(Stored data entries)
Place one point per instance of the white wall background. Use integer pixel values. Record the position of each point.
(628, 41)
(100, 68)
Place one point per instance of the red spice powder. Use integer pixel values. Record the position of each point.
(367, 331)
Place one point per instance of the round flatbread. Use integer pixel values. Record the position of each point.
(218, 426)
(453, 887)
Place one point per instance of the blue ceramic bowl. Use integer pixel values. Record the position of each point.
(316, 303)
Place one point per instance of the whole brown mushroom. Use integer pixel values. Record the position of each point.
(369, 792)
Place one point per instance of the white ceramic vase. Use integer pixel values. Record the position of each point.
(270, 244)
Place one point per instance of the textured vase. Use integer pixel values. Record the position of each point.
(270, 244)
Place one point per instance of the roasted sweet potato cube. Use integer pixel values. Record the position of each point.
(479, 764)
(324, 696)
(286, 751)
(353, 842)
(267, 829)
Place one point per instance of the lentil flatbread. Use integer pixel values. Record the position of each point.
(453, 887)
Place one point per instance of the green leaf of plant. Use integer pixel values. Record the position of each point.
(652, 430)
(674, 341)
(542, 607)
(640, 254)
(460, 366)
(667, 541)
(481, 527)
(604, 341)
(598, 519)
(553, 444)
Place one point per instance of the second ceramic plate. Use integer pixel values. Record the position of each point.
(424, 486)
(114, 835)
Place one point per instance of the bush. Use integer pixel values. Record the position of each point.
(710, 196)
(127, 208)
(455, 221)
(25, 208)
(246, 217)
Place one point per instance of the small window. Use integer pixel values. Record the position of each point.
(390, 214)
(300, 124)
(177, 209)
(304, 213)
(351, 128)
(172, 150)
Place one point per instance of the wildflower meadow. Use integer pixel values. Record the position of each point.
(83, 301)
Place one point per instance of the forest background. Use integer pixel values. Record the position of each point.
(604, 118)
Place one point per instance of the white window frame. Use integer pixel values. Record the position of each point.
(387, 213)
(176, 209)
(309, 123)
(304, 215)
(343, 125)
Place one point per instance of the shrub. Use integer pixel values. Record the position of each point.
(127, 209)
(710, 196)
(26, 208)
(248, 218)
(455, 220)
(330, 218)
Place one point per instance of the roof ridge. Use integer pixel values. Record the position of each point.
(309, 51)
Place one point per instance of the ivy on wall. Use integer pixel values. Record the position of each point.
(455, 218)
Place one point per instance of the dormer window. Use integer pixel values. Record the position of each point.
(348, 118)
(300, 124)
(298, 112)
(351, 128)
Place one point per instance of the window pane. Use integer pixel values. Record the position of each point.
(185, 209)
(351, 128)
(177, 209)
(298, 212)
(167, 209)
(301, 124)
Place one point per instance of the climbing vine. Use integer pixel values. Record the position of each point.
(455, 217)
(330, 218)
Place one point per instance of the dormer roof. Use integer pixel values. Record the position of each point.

**Exercise requirements**. Transcribe every entry verbatim.

**Task result**.
Place one point per instance of the white wall background. Use integer pixel values. Record the position of each point.
(628, 41)
(100, 68)
Place one point per instance of the red spice powder. Use integer pixel values. Record the position of each point.
(367, 331)
Place one point per instance of the round flatbread. Use integer pixel values. Record the position of each point.
(218, 426)
(453, 887)
Place one point per instance of the blue ceramic bowl. Use integer pixel values. Record the position of each point.
(316, 303)
Place one point per instance of the whole brown mushroom. Use integer pixel values. Record the position of each point.
(369, 792)
Place one point per instance of the white ceramic vase. Use integer pixel values. Record the position of each point.
(270, 244)
Place one point per instance of the textured vase. Use integer pixel values. Record the position of each point.
(270, 244)
Place one point per instance of the roasted sweet potato cube. Use integer pixel values. Record the position of each point.
(479, 764)
(324, 696)
(286, 751)
(353, 842)
(267, 829)
Place one point per instance of the lentil flatbread. Use integer pixel values. Record the position of each point.
(453, 887)
Place one point per instance of the green leaf of plant. Use integer pixel values. Record the position of each point.
(652, 430)
(674, 341)
(542, 607)
(640, 254)
(460, 366)
(667, 541)
(481, 527)
(604, 341)
(598, 519)
(553, 444)
Place one point per instance of the second ceramic plate. Use integer pixel values. Record the position of each point.
(424, 486)
(114, 835)
Place one point per instance of the bush. Use integer pixel values. Record the position of each point.
(710, 196)
(127, 208)
(455, 221)
(25, 208)
(246, 217)
Place one point per instance of the small window. Use integer pixel values. Record the position of each point.
(390, 214)
(300, 124)
(177, 209)
(304, 213)
(351, 128)
(172, 150)
Place one point per instance of the wildflower meadow. Use integer pixel values. Record the position of each point.
(83, 301)
Place one point per instance of the forest background. Use integer pixel values. Record the position of each point.
(604, 118)
Place one point per instance of the white window frame. Use integer pixel values. Record the position of each point.
(387, 213)
(176, 209)
(309, 123)
(304, 215)
(343, 125)
Place one point per instance of the shrub. Use integer pixel values. Record the position of each point.
(127, 209)
(710, 196)
(26, 208)
(248, 218)
(455, 220)
(330, 218)
Place one point per instance of the roof ridge. Use integer pixel values. Record the position of each point.
(309, 51)
Place one point per instance of the ivy on wall. Use integer pixel values. Record the position of each point.
(455, 218)
Place one point per instance of the dormer window. Use integer pixel values. Record the position of each point.
(348, 118)
(300, 124)
(298, 112)
(351, 128)
Place one point per instance of the window pane. Use integer pixel values. Record the position of each point.
(185, 209)
(351, 128)
(177, 209)
(298, 212)
(167, 209)
(301, 124)
Place one point per instance of the climbing vine. Use integer pixel values. Record the position of each point.
(455, 217)
(330, 218)
Place one point per instance of the dormer roof. Use integer pixel values. Record the position of each point.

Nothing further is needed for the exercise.